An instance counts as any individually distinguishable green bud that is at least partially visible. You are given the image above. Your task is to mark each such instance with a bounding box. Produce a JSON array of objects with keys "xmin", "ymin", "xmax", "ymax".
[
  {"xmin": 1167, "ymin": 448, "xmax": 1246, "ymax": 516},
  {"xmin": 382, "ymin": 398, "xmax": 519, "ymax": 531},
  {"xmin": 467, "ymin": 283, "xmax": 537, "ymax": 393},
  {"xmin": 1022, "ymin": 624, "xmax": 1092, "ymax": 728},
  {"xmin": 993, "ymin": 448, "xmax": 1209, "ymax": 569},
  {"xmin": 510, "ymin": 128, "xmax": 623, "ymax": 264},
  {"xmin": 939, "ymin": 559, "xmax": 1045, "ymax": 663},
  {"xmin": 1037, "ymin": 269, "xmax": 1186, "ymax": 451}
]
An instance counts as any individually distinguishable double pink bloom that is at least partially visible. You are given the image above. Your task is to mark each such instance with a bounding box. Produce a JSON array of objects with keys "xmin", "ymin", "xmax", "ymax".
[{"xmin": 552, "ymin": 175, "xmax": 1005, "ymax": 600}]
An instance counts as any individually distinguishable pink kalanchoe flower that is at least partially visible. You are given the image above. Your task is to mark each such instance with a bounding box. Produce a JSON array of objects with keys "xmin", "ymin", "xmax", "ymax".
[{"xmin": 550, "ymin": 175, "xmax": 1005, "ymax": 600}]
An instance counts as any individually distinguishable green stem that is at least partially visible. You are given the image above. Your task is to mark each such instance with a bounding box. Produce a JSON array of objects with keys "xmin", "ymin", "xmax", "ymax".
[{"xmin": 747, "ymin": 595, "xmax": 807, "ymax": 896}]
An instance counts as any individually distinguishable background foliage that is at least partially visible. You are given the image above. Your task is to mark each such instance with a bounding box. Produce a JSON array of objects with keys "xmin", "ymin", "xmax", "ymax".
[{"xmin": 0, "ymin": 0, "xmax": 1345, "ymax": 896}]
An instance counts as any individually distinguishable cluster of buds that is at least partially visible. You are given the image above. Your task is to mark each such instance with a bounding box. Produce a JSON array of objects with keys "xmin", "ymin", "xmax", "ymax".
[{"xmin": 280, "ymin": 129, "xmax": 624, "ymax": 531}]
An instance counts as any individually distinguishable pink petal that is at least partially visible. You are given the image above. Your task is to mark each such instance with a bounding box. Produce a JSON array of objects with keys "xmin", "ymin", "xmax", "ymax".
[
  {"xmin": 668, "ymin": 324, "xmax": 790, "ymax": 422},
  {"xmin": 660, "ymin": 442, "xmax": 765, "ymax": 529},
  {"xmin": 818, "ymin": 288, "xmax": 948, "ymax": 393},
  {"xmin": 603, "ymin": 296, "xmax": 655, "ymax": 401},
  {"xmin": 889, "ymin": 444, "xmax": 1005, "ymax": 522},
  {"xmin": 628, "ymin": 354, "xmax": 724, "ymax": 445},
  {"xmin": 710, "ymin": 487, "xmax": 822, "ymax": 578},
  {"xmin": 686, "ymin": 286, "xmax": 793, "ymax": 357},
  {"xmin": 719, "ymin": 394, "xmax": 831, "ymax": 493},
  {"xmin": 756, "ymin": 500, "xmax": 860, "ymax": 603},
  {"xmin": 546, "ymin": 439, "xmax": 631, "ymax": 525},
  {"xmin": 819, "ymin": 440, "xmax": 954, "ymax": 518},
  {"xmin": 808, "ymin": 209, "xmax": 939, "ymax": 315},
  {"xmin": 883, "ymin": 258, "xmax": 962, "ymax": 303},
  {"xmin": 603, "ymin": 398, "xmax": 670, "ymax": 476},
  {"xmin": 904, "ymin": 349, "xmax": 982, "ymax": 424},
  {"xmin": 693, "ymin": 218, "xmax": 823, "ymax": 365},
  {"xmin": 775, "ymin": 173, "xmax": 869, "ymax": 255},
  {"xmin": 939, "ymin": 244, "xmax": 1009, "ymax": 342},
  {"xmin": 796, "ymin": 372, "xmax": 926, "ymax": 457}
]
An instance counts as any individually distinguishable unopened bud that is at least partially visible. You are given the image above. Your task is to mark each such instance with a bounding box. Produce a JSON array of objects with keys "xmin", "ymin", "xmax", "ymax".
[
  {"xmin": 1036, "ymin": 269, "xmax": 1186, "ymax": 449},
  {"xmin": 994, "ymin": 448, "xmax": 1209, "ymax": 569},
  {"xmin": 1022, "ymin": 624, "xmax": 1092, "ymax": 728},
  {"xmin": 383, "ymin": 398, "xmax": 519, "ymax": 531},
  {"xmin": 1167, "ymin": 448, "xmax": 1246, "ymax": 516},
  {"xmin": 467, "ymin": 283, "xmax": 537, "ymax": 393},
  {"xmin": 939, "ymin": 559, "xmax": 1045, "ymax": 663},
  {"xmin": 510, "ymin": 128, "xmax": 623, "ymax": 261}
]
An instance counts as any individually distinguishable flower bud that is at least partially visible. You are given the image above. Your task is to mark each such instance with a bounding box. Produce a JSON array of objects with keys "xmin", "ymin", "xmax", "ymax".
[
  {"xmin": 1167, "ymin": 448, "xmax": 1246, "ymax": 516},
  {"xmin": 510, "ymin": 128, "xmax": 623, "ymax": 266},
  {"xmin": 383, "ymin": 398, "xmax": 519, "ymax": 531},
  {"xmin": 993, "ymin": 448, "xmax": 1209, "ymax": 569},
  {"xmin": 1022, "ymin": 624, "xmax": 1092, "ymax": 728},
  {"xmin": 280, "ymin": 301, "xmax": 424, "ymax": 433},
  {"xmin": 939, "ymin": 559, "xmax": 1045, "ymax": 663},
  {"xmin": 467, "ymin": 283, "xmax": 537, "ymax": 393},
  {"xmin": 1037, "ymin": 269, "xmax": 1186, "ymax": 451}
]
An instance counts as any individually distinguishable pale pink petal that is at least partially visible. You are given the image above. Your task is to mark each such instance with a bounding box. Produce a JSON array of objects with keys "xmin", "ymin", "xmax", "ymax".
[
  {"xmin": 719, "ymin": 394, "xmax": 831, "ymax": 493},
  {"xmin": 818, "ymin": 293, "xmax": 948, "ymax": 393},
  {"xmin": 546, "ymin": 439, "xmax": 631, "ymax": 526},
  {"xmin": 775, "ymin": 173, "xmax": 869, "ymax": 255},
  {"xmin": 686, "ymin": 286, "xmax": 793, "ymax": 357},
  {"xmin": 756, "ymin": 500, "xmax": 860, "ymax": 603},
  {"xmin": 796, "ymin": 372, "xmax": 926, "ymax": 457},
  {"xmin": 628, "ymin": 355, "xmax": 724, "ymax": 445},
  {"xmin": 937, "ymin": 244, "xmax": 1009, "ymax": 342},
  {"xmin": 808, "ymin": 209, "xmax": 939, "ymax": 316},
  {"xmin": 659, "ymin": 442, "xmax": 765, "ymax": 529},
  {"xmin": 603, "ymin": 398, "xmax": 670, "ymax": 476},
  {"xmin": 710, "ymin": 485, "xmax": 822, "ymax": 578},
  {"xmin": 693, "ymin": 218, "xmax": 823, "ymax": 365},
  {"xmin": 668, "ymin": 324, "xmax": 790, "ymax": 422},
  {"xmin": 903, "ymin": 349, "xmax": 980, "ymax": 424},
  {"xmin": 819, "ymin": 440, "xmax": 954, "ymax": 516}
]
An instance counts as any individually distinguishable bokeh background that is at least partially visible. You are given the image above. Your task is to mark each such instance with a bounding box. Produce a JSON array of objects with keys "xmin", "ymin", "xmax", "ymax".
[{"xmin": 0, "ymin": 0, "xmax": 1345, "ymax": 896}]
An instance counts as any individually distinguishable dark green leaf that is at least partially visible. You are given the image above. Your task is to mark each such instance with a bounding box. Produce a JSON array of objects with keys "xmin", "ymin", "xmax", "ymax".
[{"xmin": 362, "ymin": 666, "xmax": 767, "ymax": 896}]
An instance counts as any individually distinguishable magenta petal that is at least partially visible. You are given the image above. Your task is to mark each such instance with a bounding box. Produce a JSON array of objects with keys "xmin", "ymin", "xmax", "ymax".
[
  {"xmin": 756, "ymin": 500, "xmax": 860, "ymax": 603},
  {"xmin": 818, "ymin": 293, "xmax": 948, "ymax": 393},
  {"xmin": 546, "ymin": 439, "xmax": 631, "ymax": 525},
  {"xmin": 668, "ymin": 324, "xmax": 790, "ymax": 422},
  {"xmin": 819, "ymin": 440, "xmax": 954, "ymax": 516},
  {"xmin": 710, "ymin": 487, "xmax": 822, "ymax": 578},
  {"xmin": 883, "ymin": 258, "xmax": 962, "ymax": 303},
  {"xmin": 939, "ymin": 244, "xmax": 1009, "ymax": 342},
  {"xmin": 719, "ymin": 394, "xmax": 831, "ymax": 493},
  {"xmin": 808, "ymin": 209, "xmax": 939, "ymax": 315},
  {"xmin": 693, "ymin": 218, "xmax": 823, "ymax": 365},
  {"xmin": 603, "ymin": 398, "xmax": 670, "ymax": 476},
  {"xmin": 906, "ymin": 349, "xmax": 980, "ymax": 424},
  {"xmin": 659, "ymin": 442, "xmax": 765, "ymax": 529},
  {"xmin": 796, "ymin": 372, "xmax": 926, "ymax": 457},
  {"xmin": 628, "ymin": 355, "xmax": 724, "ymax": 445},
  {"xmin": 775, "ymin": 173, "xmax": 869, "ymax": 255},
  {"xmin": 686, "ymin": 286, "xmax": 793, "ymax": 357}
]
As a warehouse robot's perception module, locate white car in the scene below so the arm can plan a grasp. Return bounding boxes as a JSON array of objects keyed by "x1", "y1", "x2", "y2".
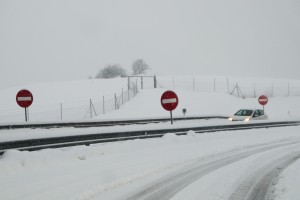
[{"x1": 228, "y1": 109, "x2": 268, "y2": 122}]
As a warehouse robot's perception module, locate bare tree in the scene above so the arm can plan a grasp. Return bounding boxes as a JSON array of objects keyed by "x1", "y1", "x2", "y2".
[
  {"x1": 132, "y1": 59, "x2": 150, "y2": 75},
  {"x1": 96, "y1": 64, "x2": 127, "y2": 78}
]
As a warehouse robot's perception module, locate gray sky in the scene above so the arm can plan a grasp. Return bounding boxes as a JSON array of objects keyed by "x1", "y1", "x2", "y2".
[{"x1": 0, "y1": 0, "x2": 300, "y2": 89}]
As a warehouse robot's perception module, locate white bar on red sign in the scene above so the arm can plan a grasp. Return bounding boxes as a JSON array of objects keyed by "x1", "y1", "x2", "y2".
[
  {"x1": 162, "y1": 98, "x2": 177, "y2": 104},
  {"x1": 18, "y1": 97, "x2": 31, "y2": 101}
]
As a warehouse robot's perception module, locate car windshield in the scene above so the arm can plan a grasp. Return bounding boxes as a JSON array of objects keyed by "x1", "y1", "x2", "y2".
[{"x1": 234, "y1": 110, "x2": 253, "y2": 116}]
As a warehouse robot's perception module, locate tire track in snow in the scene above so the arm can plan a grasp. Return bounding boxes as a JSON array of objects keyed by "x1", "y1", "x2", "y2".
[
  {"x1": 127, "y1": 141, "x2": 300, "y2": 200},
  {"x1": 229, "y1": 152, "x2": 300, "y2": 200}
]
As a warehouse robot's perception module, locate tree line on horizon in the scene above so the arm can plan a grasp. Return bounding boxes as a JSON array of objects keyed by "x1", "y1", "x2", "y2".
[{"x1": 95, "y1": 59, "x2": 150, "y2": 78}]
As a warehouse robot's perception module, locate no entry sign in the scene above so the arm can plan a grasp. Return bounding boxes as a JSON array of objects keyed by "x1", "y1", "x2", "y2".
[
  {"x1": 160, "y1": 91, "x2": 178, "y2": 111},
  {"x1": 258, "y1": 95, "x2": 268, "y2": 106},
  {"x1": 16, "y1": 90, "x2": 33, "y2": 121},
  {"x1": 16, "y1": 90, "x2": 33, "y2": 108},
  {"x1": 160, "y1": 91, "x2": 178, "y2": 124}
]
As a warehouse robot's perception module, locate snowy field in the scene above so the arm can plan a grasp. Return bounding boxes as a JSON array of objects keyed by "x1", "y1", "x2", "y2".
[{"x1": 0, "y1": 76, "x2": 300, "y2": 200}]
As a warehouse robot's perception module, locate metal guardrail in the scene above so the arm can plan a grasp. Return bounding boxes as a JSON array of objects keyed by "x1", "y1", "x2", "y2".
[
  {"x1": 0, "y1": 116, "x2": 228, "y2": 130},
  {"x1": 0, "y1": 121, "x2": 300, "y2": 154}
]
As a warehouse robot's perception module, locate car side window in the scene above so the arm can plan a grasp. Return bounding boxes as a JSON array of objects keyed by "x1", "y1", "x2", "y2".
[{"x1": 259, "y1": 110, "x2": 265, "y2": 115}]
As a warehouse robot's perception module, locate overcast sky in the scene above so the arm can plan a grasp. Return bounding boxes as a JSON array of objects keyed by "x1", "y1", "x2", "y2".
[{"x1": 0, "y1": 0, "x2": 300, "y2": 89}]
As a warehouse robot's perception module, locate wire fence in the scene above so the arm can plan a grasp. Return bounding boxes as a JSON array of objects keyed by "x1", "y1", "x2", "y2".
[
  {"x1": 0, "y1": 76, "x2": 300, "y2": 124},
  {"x1": 0, "y1": 83, "x2": 140, "y2": 123},
  {"x1": 158, "y1": 77, "x2": 300, "y2": 98}
]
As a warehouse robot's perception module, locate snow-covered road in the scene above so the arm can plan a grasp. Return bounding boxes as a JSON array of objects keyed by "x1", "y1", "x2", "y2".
[{"x1": 0, "y1": 127, "x2": 300, "y2": 200}]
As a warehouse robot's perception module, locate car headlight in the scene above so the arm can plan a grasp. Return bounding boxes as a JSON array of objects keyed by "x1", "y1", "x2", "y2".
[{"x1": 244, "y1": 117, "x2": 250, "y2": 122}]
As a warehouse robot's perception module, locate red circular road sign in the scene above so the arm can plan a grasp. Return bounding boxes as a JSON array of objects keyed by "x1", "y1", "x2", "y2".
[
  {"x1": 258, "y1": 95, "x2": 268, "y2": 106},
  {"x1": 160, "y1": 91, "x2": 178, "y2": 111},
  {"x1": 16, "y1": 90, "x2": 33, "y2": 108}
]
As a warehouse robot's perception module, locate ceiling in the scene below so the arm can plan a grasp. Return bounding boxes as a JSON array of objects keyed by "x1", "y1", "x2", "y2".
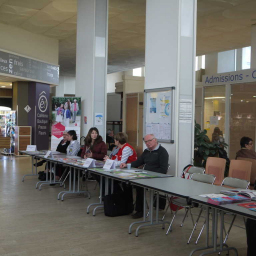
[{"x1": 0, "y1": 0, "x2": 256, "y2": 75}]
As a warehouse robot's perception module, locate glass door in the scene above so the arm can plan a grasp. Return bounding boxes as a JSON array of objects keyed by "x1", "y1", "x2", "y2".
[{"x1": 229, "y1": 83, "x2": 256, "y2": 159}]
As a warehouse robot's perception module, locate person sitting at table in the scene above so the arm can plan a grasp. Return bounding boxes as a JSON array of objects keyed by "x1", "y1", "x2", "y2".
[
  {"x1": 81, "y1": 127, "x2": 107, "y2": 160},
  {"x1": 236, "y1": 137, "x2": 256, "y2": 159},
  {"x1": 67, "y1": 130, "x2": 80, "y2": 156},
  {"x1": 120, "y1": 134, "x2": 169, "y2": 219},
  {"x1": 104, "y1": 132, "x2": 137, "y2": 166},
  {"x1": 106, "y1": 129, "x2": 115, "y2": 151}
]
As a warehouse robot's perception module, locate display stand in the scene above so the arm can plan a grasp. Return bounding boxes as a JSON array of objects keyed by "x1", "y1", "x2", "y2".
[{"x1": 144, "y1": 87, "x2": 175, "y2": 143}]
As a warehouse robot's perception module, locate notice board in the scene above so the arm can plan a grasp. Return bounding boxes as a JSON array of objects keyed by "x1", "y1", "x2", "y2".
[{"x1": 144, "y1": 87, "x2": 174, "y2": 143}]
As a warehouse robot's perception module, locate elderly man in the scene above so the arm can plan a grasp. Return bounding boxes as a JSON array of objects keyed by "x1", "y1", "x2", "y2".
[{"x1": 120, "y1": 134, "x2": 169, "y2": 219}]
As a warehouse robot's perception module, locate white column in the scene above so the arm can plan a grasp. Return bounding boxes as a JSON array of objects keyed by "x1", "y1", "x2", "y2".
[
  {"x1": 76, "y1": 0, "x2": 108, "y2": 138},
  {"x1": 251, "y1": 25, "x2": 256, "y2": 68},
  {"x1": 145, "y1": 0, "x2": 196, "y2": 176}
]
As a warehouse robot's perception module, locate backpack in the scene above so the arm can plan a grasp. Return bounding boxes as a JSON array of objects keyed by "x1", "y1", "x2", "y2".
[{"x1": 104, "y1": 191, "x2": 133, "y2": 217}]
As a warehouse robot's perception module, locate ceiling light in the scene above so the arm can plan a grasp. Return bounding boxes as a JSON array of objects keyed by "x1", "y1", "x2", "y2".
[{"x1": 204, "y1": 96, "x2": 225, "y2": 100}]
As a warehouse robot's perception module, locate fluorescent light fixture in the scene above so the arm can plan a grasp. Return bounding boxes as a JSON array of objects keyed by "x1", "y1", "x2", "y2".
[{"x1": 204, "y1": 96, "x2": 226, "y2": 100}]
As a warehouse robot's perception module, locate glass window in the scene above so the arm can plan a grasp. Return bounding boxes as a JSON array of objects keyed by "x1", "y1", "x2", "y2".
[
  {"x1": 204, "y1": 85, "x2": 226, "y2": 141},
  {"x1": 132, "y1": 68, "x2": 142, "y2": 76},
  {"x1": 229, "y1": 83, "x2": 256, "y2": 159},
  {"x1": 242, "y1": 46, "x2": 251, "y2": 69}
]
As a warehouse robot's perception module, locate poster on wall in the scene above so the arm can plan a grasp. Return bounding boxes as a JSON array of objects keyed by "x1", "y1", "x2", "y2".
[{"x1": 51, "y1": 97, "x2": 81, "y2": 151}]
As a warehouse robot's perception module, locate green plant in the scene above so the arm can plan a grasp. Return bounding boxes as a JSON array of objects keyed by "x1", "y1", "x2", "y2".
[{"x1": 194, "y1": 122, "x2": 228, "y2": 167}]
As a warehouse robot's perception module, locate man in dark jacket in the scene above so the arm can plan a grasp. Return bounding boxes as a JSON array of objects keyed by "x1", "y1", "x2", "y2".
[{"x1": 120, "y1": 134, "x2": 169, "y2": 219}]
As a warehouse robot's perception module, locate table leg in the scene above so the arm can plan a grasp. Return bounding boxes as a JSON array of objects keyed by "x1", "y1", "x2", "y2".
[
  {"x1": 129, "y1": 188, "x2": 170, "y2": 237},
  {"x1": 87, "y1": 176, "x2": 103, "y2": 214}
]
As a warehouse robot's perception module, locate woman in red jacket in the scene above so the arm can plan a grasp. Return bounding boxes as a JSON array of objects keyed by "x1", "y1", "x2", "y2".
[{"x1": 81, "y1": 127, "x2": 107, "y2": 160}]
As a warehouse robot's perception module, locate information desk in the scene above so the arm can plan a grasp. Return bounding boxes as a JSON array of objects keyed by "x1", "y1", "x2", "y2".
[
  {"x1": 87, "y1": 168, "x2": 171, "y2": 222},
  {"x1": 190, "y1": 196, "x2": 256, "y2": 256},
  {"x1": 129, "y1": 177, "x2": 228, "y2": 236}
]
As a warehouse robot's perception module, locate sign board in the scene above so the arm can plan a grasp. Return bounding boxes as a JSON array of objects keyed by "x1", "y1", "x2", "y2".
[
  {"x1": 0, "y1": 51, "x2": 59, "y2": 85},
  {"x1": 202, "y1": 69, "x2": 256, "y2": 85}
]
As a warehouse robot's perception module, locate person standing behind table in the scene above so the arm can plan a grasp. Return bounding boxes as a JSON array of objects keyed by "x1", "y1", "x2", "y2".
[
  {"x1": 56, "y1": 104, "x2": 64, "y2": 123},
  {"x1": 81, "y1": 127, "x2": 107, "y2": 160},
  {"x1": 67, "y1": 130, "x2": 80, "y2": 156},
  {"x1": 236, "y1": 137, "x2": 256, "y2": 159},
  {"x1": 71, "y1": 99, "x2": 79, "y2": 123},
  {"x1": 104, "y1": 132, "x2": 137, "y2": 166},
  {"x1": 120, "y1": 134, "x2": 169, "y2": 219},
  {"x1": 63, "y1": 105, "x2": 71, "y2": 127}
]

Instructions to follow. Extract each line of the listing above that contains the string "pink", matching the case exactly.

Full response.
An instance counts as any individually distinguishable double pink bloom that is at least partially visible. You are given the image above. Your task is to mark each such instance with a bounding box. Produce a JSON array of objects with keys "xmin", "ymin", "xmax", "ymax".
An instance counts as any individually distinguishable pink kalanchoe flower that is at least partially visible. You are given the image above. Your task is to mark each such instance with a bounding box. Produce a JSON array of objects with keys "xmin", "ymin", "xmax", "ymax".
An instance counts as any individually distinguishable pink petal that is at least partially visible. You are given the image above. Your task is to mark each such instance with a bounding box. Produce a JSON array of objects with keys "xmin", "ymin", "xmax", "ymax".
An instance counts as any individually distinguishable pale pink petal that is at least partially visible. You are given the image above. Your task is to mark each such instance with a bounding box. Produce a JSON array of objects with keys "xmin", "ymin", "xmax", "ymax".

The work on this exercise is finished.